Duane syndrome (DS) is a rare, congenital eye movement disorder most commonly characterized by the inability of the eye to turn out. Most patients are diagnosed by the age of 10 years and DS is more common in girls (60 percent of the cases) than boys (40 percent of the cases). The syndrome was named for Alexander Duane who identified it in 1905. more...
DS is a miswiring of the eye muscles, causing some eye muscles to contract when they shouldn't and other eye muscles not to contract when they should. People with DS have a limited (and sometimes absent) ability to move the eye outward toward the ear (abduction) and, in most cases, a limited ability to move the eye inward toward the nose (adduction).

Natural-language object grounding material

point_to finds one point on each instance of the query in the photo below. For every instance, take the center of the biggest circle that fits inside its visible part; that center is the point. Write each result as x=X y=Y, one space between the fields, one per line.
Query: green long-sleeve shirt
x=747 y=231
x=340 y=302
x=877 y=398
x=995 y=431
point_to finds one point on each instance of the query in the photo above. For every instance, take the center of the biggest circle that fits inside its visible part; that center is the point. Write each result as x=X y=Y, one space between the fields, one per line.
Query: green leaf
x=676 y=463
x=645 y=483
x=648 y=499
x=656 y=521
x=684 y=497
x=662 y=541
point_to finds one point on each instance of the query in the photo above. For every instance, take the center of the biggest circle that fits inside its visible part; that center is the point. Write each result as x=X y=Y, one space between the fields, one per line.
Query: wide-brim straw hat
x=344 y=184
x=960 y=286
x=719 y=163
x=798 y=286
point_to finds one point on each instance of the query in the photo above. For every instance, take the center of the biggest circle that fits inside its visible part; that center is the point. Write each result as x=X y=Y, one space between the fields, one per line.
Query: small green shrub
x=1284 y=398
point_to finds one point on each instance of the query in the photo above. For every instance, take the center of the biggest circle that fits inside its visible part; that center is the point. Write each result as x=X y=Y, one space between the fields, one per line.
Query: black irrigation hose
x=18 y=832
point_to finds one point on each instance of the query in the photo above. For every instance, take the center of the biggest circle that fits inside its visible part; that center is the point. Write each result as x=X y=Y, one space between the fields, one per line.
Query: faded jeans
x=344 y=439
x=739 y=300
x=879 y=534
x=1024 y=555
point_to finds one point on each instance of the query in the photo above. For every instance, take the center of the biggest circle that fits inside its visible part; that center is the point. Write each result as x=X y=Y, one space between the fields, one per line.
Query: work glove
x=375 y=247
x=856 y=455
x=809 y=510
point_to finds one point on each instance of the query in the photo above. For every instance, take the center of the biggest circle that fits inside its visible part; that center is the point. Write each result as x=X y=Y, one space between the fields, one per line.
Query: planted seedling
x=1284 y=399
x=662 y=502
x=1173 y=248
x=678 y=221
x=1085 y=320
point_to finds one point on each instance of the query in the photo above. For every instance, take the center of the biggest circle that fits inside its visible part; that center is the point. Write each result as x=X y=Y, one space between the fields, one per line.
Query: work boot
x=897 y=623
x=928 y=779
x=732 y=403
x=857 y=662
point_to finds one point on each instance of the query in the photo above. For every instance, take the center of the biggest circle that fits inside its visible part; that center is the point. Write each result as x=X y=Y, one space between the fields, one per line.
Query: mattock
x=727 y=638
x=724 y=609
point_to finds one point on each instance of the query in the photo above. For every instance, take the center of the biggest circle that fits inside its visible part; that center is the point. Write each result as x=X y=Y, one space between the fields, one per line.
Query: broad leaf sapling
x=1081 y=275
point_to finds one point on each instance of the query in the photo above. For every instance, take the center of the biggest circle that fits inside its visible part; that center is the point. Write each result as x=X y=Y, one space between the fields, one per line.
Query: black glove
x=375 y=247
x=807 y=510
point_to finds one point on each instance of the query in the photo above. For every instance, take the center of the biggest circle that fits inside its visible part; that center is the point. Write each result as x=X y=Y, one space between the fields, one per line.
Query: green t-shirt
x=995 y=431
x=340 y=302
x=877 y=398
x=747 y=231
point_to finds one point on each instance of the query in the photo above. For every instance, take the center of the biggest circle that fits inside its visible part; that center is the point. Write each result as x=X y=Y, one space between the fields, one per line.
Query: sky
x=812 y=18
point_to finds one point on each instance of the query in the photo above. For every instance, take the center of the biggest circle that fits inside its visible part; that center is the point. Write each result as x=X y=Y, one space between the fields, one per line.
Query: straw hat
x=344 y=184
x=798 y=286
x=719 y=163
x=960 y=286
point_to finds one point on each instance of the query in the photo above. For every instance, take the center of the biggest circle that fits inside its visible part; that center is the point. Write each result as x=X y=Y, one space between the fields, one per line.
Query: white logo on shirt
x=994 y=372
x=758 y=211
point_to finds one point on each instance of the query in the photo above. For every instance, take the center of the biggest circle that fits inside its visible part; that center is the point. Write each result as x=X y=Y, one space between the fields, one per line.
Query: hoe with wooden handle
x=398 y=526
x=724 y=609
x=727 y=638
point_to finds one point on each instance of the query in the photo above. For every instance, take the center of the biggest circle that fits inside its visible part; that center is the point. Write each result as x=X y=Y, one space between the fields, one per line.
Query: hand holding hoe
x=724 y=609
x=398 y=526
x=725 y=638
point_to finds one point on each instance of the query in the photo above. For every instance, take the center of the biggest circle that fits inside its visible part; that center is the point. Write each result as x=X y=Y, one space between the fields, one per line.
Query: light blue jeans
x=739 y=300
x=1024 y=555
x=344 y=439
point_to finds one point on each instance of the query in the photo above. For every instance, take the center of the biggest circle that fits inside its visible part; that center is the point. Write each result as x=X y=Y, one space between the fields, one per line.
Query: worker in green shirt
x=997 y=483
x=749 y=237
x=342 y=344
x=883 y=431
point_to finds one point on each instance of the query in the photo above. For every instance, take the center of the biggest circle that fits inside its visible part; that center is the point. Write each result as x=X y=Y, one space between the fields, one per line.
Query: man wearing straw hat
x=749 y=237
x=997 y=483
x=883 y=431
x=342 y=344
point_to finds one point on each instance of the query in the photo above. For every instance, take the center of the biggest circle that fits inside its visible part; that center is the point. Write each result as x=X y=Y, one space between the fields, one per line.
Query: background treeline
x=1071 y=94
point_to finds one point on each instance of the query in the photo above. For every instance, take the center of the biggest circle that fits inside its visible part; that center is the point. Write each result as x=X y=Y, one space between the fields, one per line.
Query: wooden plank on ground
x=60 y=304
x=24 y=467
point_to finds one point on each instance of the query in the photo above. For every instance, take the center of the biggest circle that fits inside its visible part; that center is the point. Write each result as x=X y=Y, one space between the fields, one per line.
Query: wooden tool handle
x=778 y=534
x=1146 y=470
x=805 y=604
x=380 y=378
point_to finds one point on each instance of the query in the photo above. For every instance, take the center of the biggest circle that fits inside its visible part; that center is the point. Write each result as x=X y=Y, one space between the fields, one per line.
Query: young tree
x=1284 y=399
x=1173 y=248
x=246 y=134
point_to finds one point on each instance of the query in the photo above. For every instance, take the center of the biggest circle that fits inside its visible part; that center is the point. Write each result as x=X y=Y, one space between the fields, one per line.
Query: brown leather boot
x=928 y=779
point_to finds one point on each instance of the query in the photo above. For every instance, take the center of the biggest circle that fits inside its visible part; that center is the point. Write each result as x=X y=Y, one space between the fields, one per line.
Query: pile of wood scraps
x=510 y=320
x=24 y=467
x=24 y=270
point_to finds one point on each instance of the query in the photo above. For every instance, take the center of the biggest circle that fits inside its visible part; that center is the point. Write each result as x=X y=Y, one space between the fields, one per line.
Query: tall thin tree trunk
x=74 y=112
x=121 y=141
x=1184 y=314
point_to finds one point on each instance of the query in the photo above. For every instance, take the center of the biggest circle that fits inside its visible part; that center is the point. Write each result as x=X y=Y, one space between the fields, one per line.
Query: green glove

# QUESTIONS TO ANSWER
[1] According to the text on Duane syndrome, in what year did Alexander Duane identify the condition?
[2] Please take the text on Duane syndrome further, starting after its last sentence.
The material comes from a separate source.

# EXPECTED OUTPUTS
[1] He identified it in 1905.

[2]
Often, when the eye moves toward the nose, the eyeball also pulls into the socket (retraction), the eye opening narrows and, in some cases, the eye will move upward or downward. Many patients with DS develop a face turn to maintain binocular vision and compensate for improper turning of the eyes.
In about 80 percent of cases of DS, only one eye is affected, most often the left. However, in some cases, both eyes are affected, with one eye usually more affected than the other.
Other names for this condition include: Duane's Retraction Syndrome (or DR syndrome), Eye Retraction Syndrome, Retraction Syndrome, Congenital retraction syndrome and Stilling-Turk-Duane Syndrome.